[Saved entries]
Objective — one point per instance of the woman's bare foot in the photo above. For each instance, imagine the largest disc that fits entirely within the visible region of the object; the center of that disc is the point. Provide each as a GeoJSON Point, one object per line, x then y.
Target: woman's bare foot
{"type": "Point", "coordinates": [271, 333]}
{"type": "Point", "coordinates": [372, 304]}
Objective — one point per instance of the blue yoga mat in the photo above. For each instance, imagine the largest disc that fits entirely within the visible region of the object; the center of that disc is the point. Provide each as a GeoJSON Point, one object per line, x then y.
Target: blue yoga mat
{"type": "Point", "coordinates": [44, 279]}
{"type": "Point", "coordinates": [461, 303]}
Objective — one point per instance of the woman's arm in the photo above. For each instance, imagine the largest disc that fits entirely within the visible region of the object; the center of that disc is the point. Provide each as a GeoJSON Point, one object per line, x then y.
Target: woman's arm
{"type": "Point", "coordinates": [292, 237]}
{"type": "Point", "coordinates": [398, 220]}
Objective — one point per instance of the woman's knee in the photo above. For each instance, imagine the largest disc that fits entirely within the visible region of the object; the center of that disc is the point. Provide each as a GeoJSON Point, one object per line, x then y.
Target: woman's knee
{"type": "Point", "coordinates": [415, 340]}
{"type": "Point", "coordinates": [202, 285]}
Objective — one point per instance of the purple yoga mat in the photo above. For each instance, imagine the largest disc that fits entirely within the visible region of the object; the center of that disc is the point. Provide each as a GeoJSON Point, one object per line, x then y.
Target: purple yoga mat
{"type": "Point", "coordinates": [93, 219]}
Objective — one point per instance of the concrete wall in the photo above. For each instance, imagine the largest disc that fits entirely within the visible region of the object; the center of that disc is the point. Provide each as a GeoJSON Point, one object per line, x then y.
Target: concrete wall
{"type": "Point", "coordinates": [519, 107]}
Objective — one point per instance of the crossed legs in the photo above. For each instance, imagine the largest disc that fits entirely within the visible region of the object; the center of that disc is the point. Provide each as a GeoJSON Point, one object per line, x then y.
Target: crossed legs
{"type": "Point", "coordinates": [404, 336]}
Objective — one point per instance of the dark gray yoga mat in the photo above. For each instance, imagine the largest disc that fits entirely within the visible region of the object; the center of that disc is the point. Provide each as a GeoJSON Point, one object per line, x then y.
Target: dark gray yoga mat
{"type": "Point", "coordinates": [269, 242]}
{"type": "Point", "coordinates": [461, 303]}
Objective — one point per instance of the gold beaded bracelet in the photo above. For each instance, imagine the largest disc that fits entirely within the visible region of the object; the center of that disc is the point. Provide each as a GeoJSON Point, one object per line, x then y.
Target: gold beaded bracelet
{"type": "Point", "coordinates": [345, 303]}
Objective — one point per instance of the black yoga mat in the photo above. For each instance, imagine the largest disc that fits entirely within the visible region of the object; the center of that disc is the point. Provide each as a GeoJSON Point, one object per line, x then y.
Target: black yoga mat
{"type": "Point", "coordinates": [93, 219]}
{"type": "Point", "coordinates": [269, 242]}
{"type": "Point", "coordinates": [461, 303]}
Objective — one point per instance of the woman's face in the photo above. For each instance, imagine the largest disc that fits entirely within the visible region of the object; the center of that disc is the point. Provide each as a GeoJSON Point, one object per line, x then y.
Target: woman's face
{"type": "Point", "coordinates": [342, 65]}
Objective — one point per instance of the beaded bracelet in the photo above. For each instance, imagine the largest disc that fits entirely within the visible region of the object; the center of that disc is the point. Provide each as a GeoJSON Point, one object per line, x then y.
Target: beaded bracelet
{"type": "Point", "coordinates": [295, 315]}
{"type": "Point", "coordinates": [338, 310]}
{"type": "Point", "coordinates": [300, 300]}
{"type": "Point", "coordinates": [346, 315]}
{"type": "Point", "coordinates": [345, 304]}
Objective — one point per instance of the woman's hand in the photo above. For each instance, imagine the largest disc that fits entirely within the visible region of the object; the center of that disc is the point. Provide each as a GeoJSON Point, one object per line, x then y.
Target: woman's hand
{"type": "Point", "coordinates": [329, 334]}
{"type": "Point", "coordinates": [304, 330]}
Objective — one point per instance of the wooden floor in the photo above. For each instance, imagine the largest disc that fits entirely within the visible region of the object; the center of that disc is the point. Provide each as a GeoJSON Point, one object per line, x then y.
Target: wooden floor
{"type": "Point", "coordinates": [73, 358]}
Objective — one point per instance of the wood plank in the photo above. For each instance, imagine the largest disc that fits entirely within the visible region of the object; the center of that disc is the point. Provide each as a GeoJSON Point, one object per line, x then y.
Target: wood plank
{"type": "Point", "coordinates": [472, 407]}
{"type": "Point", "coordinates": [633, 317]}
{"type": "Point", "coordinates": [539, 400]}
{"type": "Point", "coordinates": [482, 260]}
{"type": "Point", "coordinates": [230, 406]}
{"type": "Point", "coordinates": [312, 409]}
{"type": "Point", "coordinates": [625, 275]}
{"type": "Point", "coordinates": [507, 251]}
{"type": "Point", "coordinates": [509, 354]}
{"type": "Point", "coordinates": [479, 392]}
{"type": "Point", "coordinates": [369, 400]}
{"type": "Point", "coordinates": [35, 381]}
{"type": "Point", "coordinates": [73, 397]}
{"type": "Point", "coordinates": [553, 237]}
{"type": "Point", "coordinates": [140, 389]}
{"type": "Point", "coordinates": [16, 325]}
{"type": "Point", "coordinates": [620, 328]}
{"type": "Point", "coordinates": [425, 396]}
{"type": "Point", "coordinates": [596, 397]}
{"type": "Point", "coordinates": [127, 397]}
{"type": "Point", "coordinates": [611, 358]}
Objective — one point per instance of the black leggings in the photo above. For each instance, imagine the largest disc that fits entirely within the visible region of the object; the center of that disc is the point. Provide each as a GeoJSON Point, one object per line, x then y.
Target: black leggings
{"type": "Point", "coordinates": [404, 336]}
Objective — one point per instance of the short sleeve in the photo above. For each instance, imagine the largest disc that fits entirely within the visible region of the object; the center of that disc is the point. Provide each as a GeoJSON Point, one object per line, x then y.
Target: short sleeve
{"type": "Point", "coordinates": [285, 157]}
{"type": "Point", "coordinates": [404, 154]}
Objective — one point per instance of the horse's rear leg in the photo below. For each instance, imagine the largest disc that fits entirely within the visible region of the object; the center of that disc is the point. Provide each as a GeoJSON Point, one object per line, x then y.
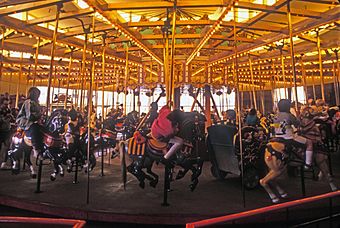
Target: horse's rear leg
{"type": "Point", "coordinates": [30, 165]}
{"type": "Point", "coordinates": [275, 170]}
{"type": "Point", "coordinates": [322, 163]}
{"type": "Point", "coordinates": [154, 180]}
{"type": "Point", "coordinates": [138, 173]}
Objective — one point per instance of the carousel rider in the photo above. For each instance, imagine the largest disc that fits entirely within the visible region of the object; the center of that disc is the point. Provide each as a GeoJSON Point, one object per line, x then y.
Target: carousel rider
{"type": "Point", "coordinates": [284, 124]}
{"type": "Point", "coordinates": [6, 119]}
{"type": "Point", "coordinates": [28, 118]}
{"type": "Point", "coordinates": [165, 129]}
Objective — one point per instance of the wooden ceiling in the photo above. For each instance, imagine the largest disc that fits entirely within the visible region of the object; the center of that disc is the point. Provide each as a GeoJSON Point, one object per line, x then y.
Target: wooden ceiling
{"type": "Point", "coordinates": [204, 40]}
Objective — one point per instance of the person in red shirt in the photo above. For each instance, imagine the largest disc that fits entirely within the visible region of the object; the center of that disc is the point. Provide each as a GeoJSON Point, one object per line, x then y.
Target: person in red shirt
{"type": "Point", "coordinates": [165, 130]}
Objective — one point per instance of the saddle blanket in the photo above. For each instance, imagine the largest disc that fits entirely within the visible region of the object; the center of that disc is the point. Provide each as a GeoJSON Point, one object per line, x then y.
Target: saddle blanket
{"type": "Point", "coordinates": [136, 149]}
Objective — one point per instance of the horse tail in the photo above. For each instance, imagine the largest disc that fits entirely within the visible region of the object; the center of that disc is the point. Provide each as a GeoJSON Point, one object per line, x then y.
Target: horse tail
{"type": "Point", "coordinates": [123, 162]}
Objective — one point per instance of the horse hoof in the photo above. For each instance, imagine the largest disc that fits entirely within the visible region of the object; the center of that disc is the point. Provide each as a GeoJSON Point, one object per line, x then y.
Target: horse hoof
{"type": "Point", "coordinates": [180, 175]}
{"type": "Point", "coordinates": [15, 171]}
{"type": "Point", "coordinates": [284, 195]}
{"type": "Point", "coordinates": [142, 184]}
{"type": "Point", "coordinates": [193, 186]}
{"type": "Point", "coordinates": [153, 183]}
{"type": "Point", "coordinates": [275, 200]}
{"type": "Point", "coordinates": [333, 187]}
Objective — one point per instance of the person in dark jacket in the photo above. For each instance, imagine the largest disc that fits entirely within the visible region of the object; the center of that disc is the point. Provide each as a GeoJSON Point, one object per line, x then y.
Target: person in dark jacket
{"type": "Point", "coordinates": [28, 118]}
{"type": "Point", "coordinates": [252, 119]}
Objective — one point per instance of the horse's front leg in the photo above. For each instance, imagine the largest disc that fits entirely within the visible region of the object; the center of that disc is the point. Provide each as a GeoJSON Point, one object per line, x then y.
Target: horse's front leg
{"type": "Point", "coordinates": [30, 165]}
{"type": "Point", "coordinates": [154, 177]}
{"type": "Point", "coordinates": [135, 168]}
{"type": "Point", "coordinates": [321, 161]}
{"type": "Point", "coordinates": [275, 170]}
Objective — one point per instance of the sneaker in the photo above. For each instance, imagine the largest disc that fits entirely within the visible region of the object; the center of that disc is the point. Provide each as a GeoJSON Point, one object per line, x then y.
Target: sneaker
{"type": "Point", "coordinates": [307, 167]}
{"type": "Point", "coordinates": [4, 165]}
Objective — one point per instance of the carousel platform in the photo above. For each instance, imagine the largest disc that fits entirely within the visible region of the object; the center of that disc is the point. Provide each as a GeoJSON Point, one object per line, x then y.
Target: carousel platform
{"type": "Point", "coordinates": [109, 202]}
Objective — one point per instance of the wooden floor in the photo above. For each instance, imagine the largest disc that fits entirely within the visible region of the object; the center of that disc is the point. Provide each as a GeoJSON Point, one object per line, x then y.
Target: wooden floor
{"type": "Point", "coordinates": [109, 202]}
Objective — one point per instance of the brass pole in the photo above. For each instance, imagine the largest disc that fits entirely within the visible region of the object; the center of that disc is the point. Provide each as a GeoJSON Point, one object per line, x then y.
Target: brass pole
{"type": "Point", "coordinates": [36, 61]}
{"type": "Point", "coordinates": [320, 65]}
{"type": "Point", "coordinates": [19, 81]}
{"type": "Point", "coordinates": [303, 70]}
{"type": "Point", "coordinates": [273, 83]}
{"type": "Point", "coordinates": [252, 81]}
{"type": "Point", "coordinates": [2, 51]}
{"type": "Point", "coordinates": [283, 73]}
{"type": "Point", "coordinates": [89, 110]}
{"type": "Point", "coordinates": [126, 76]}
{"type": "Point", "coordinates": [236, 76]}
{"type": "Point", "coordinates": [83, 79]}
{"type": "Point", "coordinates": [68, 79]}
{"type": "Point", "coordinates": [166, 68]}
{"type": "Point", "coordinates": [292, 54]}
{"type": "Point", "coordinates": [53, 85]}
{"type": "Point", "coordinates": [172, 73]}
{"type": "Point", "coordinates": [55, 33]}
{"type": "Point", "coordinates": [336, 85]}
{"type": "Point", "coordinates": [103, 80]}
{"type": "Point", "coordinates": [313, 84]}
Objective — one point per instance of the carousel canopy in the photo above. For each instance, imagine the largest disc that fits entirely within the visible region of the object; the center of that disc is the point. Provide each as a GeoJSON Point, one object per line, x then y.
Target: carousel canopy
{"type": "Point", "coordinates": [126, 44]}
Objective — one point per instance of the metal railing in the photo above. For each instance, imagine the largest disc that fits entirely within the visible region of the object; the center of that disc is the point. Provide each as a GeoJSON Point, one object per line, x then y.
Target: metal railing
{"type": "Point", "coordinates": [48, 221]}
{"type": "Point", "coordinates": [264, 210]}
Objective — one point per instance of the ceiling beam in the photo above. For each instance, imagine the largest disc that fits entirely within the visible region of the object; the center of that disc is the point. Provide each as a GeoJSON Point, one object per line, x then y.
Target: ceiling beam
{"type": "Point", "coordinates": [16, 2]}
{"type": "Point", "coordinates": [30, 6]}
{"type": "Point", "coordinates": [134, 37]}
{"type": "Point", "coordinates": [125, 5]}
{"type": "Point", "coordinates": [45, 33]}
{"type": "Point", "coordinates": [272, 9]}
{"type": "Point", "coordinates": [329, 16]}
{"type": "Point", "coordinates": [63, 16]}
{"type": "Point", "coordinates": [210, 30]}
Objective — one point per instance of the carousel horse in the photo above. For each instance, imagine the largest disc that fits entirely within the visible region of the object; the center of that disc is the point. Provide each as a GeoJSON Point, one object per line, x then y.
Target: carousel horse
{"type": "Point", "coordinates": [254, 141]}
{"type": "Point", "coordinates": [144, 151]}
{"type": "Point", "coordinates": [280, 152]}
{"type": "Point", "coordinates": [53, 145]}
{"type": "Point", "coordinates": [76, 144]}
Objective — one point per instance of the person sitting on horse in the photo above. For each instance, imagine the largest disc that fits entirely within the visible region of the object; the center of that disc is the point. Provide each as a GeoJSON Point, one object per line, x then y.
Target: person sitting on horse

- ASSIGNMENT
From the records above, copy each line that contains the word "sitting".

- OUTPUT FOR THIS EXERCISE
Objective — one point per instance of the person sitting on horse in the photo above. For each instance, imagine the largest disc that fits entirely within the visible region of the object; the center of that disc is the point. Provide each as a GeoJSON Point, one object per line, x then y.
Target: person sitting on horse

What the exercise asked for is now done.